#### [OBJECTIVE]
Copy out the passage below on lens contrast and optical resolution in full, word for word.

#### [EXCERPTED PASSAGE]
However, the CTF (Contrast Transfer Function) is a more interesting parameter, because it describes the lens contrast when imaging a black and white stripe pattern, thus simulating how the lens would image the edge of an object. If t is the width of each stripe, the relative spatial frequency w will be

`w = 1/(2t)`

For example, a black and white stripe pattern with 5 µm wide stripes has a spatial frequency of 100 lp/mm. The “cut-off frequency” is defined as the value w for which CTF is zero, and it can be estimated as

`w_("cutoff") = 1/[WF//# * λ(mm)]`

For example, an Opto Engineering® TC23036 lens (WF/#h F/8) operating in green light (λ = 0.000587 mm) has a cut-off spatial frequency of about

`w_("cutoff") = 1/([ 8 * 0.000587 mm ]) = 213" "lp//mm`
TC23036 mtf curves

Optics and sensor resolution

The cutoff spatial frequency is not an interesting parameter since machine vision systems cannot reliably resolve features with very low contrast. It is thus convenient to choose a limit frequency corresponding to 20% contrast.

A commonly accepted criterion to describe optical resolution is the Rayleigh criterion, which is connected to the concept of resolution limit. When a wave encounters an obstacle - e.g. it passes through an aperture - diffraction occurs. Diffraction in optics is a physical consequence of the wave-like nature of light, resulting in interference effects that modify the intensity pattern of the incoming wavefront.

Since every lens is characterized by an aperture stop, the image quality will be affected by diffraction, depending on the lens aperture: a dot-like object will be correctly imaged on the sensor until its image reaches a limit size; anything smaller will appear to have the same image – a disk with a certain diameter depending on the lens F/# and on the light wavelength.

#### [GIVEN RECORDS]
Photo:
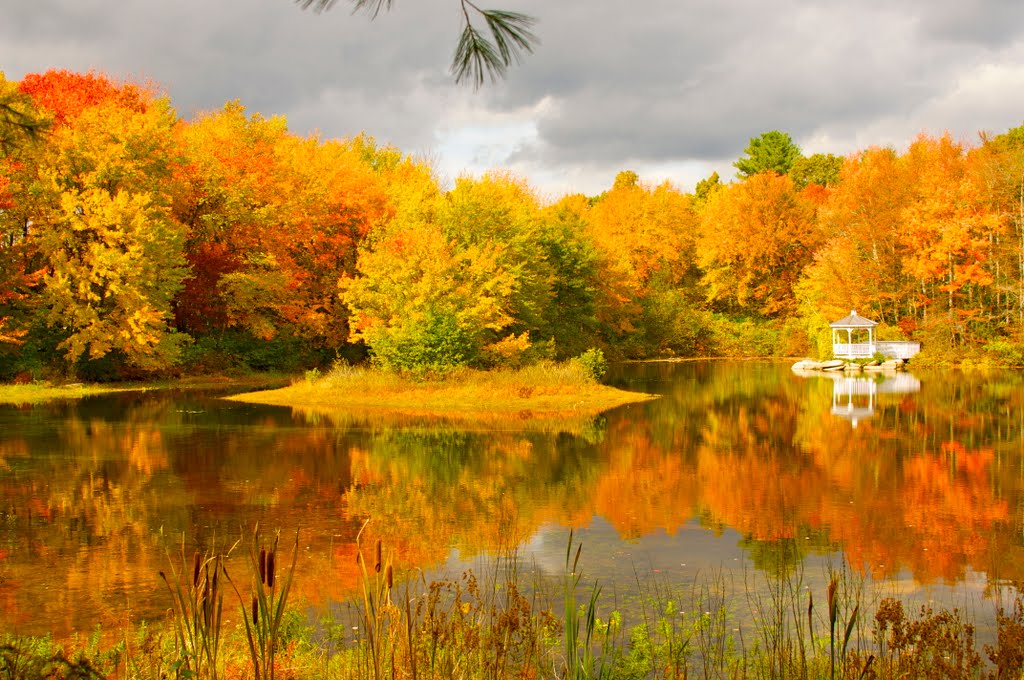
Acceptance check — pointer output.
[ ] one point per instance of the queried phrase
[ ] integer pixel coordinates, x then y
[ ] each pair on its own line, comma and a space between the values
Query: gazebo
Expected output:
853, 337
* * *
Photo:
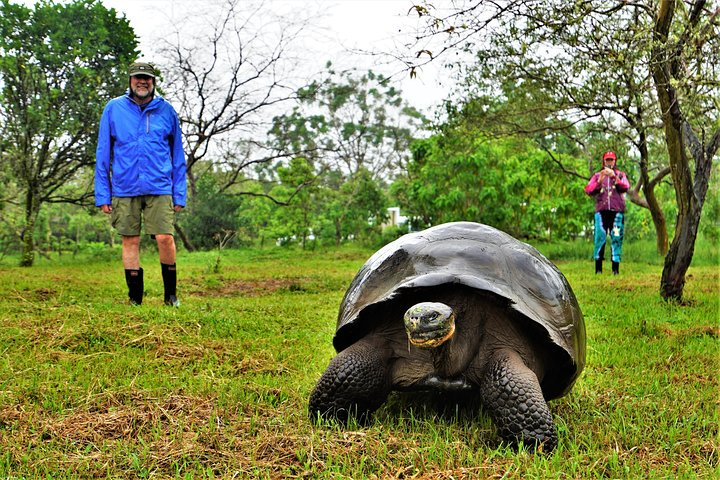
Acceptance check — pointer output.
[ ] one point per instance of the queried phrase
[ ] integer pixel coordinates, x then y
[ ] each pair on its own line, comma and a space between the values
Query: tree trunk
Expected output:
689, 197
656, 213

#### [THE COMPLETED TASK]
However, the CTF (Contrast Transfer Function) is a more interesting parameter, because it describes the lens contrast when imaging a black and white stripe pattern, thus simulating how the lens would image the edge of an object. If t is the width of each stripe, the relative spatial frequency w will be

`w = 1/(2t)`

For example, a black and white stripe pattern with 5 µm wide stripes has a spatial frequency of 100 lp/mm. The “cut-off frequency” is defined as the value w for which CTF is zero, and it can be estimated as

`w_("cutoff") = 1/[WF//# * λ(mm)]`

For example, an Opto Engineering® TC23036 lens (WF/#h F/8) operating in green light (λ = 0.000587 mm) has a cut-off spatial frequency of about

`w_("cutoff") = 1/([ 8 * 0.000587 mm ]) = 213" "lp//mm`
TC23036 mtf curves

Optics and sensor resolution

The cutoff spatial frequency is not an interesting parameter since machine vision systems cannot reliably resolve features with very low contrast. It is thus convenient to choose a limit frequency corresponding to 20% contrast.

A commonly accepted criterion to describe optical resolution is the Rayleigh criterion, which is connected to the concept of resolution limit. When a wave encounters an obstacle - e.g. it passes through an aperture - diffraction occurs. Diffraction in optics is a physical consequence of the wave-like nature of light, resulting in interference effects that modify the intensity pattern of the incoming wavefront.

Since every lens is characterized by an aperture stop, the image quality will be affected by diffraction, depending on the lens aperture: a dot-like object will be correctly imaged on the sensor until its image reaches a limit size; anything smaller will appear to have the same image – a disk with a certain diameter depending on the lens F/# and on the light wavelength.